**Exercise:** Extract all of the material below, reproducing every line verbatim and in its original order.

**Data shown:**
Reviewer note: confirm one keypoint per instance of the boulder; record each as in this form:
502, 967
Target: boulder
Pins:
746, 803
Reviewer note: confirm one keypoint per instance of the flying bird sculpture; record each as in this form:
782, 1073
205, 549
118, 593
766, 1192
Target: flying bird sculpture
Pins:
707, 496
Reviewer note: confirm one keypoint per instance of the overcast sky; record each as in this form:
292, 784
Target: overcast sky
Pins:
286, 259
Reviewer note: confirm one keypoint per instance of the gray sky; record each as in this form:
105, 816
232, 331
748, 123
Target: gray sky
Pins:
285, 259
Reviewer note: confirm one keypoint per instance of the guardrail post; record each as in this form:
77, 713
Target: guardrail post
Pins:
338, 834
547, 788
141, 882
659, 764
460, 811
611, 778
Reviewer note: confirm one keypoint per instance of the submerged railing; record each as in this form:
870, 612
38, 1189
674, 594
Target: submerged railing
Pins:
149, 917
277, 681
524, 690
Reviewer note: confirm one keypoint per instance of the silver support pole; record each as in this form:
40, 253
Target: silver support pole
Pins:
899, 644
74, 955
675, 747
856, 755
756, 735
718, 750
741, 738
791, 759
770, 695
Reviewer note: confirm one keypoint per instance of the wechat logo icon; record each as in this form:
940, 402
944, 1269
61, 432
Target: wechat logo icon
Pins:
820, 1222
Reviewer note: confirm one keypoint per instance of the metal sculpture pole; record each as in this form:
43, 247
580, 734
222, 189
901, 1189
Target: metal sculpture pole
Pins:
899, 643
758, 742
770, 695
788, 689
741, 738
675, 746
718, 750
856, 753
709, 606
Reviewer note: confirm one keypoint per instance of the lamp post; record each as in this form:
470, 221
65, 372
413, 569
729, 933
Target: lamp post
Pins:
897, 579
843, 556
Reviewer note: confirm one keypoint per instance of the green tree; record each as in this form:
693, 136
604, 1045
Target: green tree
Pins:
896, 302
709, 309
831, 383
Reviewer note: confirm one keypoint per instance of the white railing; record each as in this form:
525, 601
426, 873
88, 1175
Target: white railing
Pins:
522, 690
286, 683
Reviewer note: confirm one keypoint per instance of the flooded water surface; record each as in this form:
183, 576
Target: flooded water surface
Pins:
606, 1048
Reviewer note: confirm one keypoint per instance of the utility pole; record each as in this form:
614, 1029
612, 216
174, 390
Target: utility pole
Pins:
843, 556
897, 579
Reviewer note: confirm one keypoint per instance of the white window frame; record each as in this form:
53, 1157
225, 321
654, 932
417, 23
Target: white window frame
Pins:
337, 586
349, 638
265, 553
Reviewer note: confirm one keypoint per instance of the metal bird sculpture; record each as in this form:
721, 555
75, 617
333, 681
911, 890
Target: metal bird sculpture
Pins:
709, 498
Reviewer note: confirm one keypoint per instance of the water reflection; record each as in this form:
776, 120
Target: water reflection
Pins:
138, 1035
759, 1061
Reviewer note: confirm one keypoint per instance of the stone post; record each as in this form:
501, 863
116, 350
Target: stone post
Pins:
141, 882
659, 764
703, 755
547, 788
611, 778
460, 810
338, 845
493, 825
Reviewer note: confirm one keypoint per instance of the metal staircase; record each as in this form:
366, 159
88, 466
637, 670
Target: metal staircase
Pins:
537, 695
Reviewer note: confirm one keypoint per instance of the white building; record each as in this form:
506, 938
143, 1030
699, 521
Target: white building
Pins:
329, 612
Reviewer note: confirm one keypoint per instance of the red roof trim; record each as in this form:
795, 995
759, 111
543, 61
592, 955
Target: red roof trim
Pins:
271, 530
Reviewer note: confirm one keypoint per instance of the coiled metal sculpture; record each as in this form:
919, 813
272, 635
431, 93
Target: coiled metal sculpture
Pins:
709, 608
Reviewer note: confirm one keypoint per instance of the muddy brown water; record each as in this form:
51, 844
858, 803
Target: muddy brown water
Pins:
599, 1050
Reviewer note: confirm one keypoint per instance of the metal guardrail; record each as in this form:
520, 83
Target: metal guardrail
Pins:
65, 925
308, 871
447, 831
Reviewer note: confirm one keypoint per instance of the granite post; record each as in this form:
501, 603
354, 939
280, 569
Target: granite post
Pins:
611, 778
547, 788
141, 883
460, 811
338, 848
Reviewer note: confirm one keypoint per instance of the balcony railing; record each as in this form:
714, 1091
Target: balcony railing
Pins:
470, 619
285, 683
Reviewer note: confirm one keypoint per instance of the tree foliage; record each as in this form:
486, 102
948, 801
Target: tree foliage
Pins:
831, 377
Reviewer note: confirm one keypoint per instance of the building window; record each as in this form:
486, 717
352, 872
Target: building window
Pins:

**Reply to the task:**
Reviewer note: confirm one keypoint per instance of the boulder; record each as in this form:
502, 967
Target: boulder
Pins:
746, 803
Reviewer note: confirm one keypoint per instance of the flying bird sculpture; record each as in this form:
782, 1073
205, 549
118, 593
766, 1192
Target: flying bird sculpture
Pins:
707, 496
Reviewer note: confirm one keypoint per instance of the overcast sky; record each as in this form:
292, 784
Target: overcast sky
Pins:
286, 259
Reviewer note: confirm one keypoint per instance of the gray sky; record each as in this form:
105, 816
232, 331
748, 123
Target: gray sky
Pins:
285, 259
Reviewer note: confirm one keypoint per instance of the guardrail post; record each as in this form:
77, 713
Target: guardrail post
Pins:
338, 834
547, 788
141, 882
659, 764
460, 811
611, 778
Reviewer note: confirm one keypoint per instance of the submerged railing; record each as in this form:
870, 612
38, 1189
674, 594
Target: submerged railing
Pins:
149, 917
277, 681
524, 690
Reviewer note: confirm one keypoint per instance of the silver support pole; record each as in this form:
40, 253
Target: silver support pole
Pins:
899, 644
74, 955
675, 747
856, 755
756, 735
718, 750
741, 738
791, 759
770, 695
Reviewer note: confirm one keypoint per instance of the wechat logo icon; record each as in this form:
940, 402
944, 1269
61, 432
Target: wechat logo icon
Pins:
820, 1222
Reviewer note: confirm one keypoint per instance of the metal sculpture pole; record each as in this form:
43, 247
580, 734
222, 189
901, 1189
Target: metal sculpture pole
Pins:
899, 643
758, 742
770, 695
788, 689
741, 738
675, 746
718, 750
856, 753
709, 606
Reviewer note: confirm one keypoint per instance of the lamp post; record each as in this form:
470, 221
65, 372
413, 569
729, 933
Target: lamp post
Pins:
897, 579
843, 556
Reviewer note: confirm one keypoint per instance of the green tree; record each as in this form:
693, 136
604, 1045
Target: green tree
Pins:
896, 302
709, 309
831, 383
Reviewer note: confirm one keypoint per instance of the white railing; record each as in this form:
525, 601
426, 873
88, 1175
Target: white railing
Pins:
522, 690
286, 683
Reviewer note: confirm one keypoint per instance of the flooded water surface; record each as in this form:
183, 576
Target: flooded water surface
Pins:
606, 1048
Reviewer note: confirm one keypoint per instance of the utility pole; record each as in this form:
614, 1029
612, 216
174, 390
Target: utility pole
Pins:
843, 556
897, 579
Reviewer note: confirm one keypoint per instance of the white window frame; record each as in this form:
53, 1157
225, 321
654, 932
417, 23
Target: white window frame
Pins:
337, 586
349, 638
265, 553
Reviewer note: confirm one keypoint per instance of the metal bird sculpture; record each as in this form:
721, 555
75, 617
333, 681
911, 890
Target: metal bird sculpture
Pins:
709, 498
Reviewer note: confirm one keypoint per instance of the water reflection; record each as in this form:
776, 120
Target: water reflection
Pins:
138, 1035
759, 1061
Reviewer note: confirm one keypoint per instance of the stone post; record each as in this form:
501, 863
116, 350
Target: stone post
Pins:
141, 882
659, 764
703, 755
547, 788
611, 778
460, 810
338, 845
493, 825
Reviewer note: confirm one keypoint per instance of the metal staircase; record each as in this form:
366, 159
88, 466
637, 670
Target: metal staircase
Pins:
537, 695
Reviewer note: confirm one keypoint per instance of the white building; record each as in this form:
506, 938
143, 1030
699, 521
Target: white building
Pins:
329, 612
Reviewer note: confirm one keypoint per instance of the red roof trim; record each as in this form:
795, 995
759, 111
543, 61
592, 955
Target: red roof trim
Pins:
271, 530
Reviewer note: confirm one keypoint per instance of the coiled metal sculpture; record each as in this form:
919, 813
272, 635
431, 93
Target: coiled metal sculpture
Pins:
709, 608
Reviewer note: confirm one keypoint per instance of the muddy brown water; record each as in this form:
51, 844
858, 803
Target: muddy brown water
Pins:
599, 1050
Reviewer note: confirm one keypoint per instance of the metal guardrail; record each as in this form:
520, 83
Target: metal guardrail
Pins:
65, 925
308, 871
447, 831
Reviewer note: confirm one keypoint per instance of the granite post; record each as in this form:
501, 603
354, 939
280, 569
Target: granite post
Pins:
611, 778
547, 788
141, 883
460, 811
338, 848
Reviewer note: confirm one keypoint per instance of the balcony railing; record each as in this form:
714, 1091
Target: balcony railing
Pins:
470, 619
285, 683
Reviewer note: confirm one keypoint per instance of the tree foliage; record each as in this form:
486, 102
948, 801
Target: tree foliage
Pins:
831, 377
Reviewer note: confirm one keypoint per instance of the building window; record each as in this form:
486, 717
352, 872
Target: building window
Pins:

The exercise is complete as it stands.